What to work on: Put every line between the one containing "Provide an outline for every instance of the thigh." and the one containing "POLYGON ((75 172, 81", inclusive, into a numbered list that holds only those lines, leaving out any blank lines.

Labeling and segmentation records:
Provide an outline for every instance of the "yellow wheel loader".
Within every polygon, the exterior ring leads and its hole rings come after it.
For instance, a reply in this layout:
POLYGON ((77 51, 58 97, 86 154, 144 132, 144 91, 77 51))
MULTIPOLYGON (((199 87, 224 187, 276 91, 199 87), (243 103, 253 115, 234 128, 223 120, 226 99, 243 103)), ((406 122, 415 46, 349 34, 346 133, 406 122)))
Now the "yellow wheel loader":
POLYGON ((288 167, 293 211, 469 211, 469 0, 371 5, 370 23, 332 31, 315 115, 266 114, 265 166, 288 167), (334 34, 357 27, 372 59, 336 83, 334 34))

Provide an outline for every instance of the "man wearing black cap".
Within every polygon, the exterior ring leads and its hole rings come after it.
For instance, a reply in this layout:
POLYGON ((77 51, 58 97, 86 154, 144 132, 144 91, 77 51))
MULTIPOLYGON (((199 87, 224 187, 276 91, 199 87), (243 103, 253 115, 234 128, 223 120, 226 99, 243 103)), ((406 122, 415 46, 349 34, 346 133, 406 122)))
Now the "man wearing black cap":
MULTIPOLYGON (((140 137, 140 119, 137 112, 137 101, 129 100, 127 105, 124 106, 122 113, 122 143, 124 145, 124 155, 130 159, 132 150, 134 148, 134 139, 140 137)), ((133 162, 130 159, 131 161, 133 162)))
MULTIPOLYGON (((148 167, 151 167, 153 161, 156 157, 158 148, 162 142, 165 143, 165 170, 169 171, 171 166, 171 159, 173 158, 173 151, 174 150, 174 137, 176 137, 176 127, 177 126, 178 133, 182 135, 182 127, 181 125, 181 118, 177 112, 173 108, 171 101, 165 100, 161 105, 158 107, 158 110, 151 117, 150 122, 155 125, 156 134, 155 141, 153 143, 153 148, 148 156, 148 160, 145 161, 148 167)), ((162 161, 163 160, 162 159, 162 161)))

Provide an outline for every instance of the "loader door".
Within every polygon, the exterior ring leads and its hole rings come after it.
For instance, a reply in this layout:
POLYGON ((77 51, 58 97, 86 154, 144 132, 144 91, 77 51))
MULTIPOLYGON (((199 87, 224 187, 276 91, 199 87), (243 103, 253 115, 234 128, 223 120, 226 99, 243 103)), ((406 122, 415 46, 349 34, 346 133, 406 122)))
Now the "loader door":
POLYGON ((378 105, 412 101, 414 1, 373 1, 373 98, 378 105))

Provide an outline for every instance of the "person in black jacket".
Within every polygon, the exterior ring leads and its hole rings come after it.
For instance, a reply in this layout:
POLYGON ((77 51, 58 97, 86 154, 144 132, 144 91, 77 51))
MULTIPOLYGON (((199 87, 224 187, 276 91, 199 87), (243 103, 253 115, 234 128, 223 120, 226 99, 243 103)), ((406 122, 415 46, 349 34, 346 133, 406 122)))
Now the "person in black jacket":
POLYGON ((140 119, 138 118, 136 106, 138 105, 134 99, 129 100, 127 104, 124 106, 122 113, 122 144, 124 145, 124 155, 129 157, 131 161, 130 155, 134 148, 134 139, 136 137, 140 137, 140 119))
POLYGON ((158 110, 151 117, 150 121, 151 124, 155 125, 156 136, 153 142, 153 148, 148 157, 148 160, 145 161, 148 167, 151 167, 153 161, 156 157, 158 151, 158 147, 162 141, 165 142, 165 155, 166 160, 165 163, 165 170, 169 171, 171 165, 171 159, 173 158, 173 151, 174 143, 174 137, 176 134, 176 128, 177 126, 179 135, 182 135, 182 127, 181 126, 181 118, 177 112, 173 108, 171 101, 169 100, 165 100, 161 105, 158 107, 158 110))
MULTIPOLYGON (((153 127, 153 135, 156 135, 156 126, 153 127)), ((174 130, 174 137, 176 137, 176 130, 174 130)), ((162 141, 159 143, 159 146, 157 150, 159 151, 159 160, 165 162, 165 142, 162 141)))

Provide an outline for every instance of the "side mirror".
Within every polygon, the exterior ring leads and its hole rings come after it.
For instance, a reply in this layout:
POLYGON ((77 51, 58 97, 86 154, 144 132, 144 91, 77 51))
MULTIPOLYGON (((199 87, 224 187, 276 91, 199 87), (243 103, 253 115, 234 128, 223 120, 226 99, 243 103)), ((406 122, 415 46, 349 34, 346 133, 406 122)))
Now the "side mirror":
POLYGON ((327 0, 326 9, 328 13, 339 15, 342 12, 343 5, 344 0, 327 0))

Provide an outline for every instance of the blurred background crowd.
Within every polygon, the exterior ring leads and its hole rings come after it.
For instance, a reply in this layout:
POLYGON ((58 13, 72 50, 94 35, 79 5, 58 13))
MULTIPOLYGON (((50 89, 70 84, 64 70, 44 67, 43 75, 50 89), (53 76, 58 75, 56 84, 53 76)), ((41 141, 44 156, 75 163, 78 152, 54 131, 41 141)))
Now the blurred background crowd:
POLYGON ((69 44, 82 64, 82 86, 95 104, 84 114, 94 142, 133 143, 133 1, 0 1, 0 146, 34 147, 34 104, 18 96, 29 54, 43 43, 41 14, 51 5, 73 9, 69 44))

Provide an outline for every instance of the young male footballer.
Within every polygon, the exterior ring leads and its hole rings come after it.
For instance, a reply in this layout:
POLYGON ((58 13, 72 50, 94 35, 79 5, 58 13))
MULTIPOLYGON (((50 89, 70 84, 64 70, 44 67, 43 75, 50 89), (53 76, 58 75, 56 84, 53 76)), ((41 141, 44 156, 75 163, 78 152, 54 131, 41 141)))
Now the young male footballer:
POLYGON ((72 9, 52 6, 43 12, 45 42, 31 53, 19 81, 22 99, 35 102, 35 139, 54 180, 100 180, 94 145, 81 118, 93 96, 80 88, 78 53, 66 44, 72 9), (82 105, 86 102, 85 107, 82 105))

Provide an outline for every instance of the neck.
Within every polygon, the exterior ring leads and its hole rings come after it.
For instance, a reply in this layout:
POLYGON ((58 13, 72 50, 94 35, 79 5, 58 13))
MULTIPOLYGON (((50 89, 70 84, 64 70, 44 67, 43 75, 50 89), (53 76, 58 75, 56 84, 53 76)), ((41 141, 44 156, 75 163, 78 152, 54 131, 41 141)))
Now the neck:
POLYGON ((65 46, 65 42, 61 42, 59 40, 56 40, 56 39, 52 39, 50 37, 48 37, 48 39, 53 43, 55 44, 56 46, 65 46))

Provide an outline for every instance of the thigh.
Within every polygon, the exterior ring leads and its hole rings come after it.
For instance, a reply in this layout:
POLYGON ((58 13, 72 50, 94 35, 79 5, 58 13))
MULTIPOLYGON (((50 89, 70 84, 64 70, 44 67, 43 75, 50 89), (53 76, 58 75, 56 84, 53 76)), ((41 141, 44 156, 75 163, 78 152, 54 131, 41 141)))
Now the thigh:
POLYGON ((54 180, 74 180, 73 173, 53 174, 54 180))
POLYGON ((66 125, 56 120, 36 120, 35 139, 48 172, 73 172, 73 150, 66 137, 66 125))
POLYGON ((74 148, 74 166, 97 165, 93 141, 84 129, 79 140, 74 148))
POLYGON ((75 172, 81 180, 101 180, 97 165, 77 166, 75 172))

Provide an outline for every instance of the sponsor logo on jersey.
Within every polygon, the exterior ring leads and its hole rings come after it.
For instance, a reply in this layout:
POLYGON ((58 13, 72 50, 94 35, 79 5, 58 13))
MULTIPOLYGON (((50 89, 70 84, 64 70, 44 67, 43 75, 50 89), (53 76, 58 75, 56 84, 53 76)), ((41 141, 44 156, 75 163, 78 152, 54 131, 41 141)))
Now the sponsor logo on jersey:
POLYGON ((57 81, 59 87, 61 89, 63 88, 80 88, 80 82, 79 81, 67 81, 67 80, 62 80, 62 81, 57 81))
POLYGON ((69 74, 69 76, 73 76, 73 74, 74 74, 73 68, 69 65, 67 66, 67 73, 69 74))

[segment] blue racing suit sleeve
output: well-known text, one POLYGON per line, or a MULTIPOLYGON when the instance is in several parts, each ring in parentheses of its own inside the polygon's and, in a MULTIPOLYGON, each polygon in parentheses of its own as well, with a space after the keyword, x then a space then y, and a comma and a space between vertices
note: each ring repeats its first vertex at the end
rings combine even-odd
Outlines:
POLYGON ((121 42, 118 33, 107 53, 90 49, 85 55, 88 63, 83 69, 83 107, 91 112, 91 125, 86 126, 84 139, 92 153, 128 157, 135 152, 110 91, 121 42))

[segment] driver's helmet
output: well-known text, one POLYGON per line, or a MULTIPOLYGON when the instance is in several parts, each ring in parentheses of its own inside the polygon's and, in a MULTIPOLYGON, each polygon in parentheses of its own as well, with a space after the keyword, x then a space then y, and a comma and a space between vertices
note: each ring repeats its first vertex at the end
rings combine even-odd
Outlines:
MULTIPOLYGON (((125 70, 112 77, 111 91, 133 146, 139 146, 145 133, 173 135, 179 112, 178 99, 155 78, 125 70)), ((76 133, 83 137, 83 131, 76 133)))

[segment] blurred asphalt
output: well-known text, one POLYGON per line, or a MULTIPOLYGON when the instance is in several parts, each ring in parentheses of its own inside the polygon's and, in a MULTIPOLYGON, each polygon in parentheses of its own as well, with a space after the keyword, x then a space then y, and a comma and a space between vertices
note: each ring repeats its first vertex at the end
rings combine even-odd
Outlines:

Answer in full:
1. Provide an outline for every instance of the thigh.
2. Within every polygon, the exterior ring leads and its hole rings come after it.
3. For instance, a reply in this layout:
4. POLYGON ((58 13, 72 50, 94 35, 79 5, 58 13))
5. MULTIPOLYGON (((50 89, 70 84, 64 70, 44 67, 43 75, 50 89), (53 76, 58 75, 56 84, 53 76)), ((41 141, 44 156, 75 163, 78 152, 54 131, 41 141)))
6. Now the thigh:
7. POLYGON ((54 180, 74 180, 73 173, 53 174, 54 180))
8. POLYGON ((66 125, 56 120, 36 120, 35 139, 48 172, 73 172, 73 150, 66 137, 66 125))
9. POLYGON ((74 148, 74 166, 97 165, 93 141, 84 129, 79 140, 74 148))
10. POLYGON ((75 172, 81 180, 101 180, 97 165, 77 166, 75 172))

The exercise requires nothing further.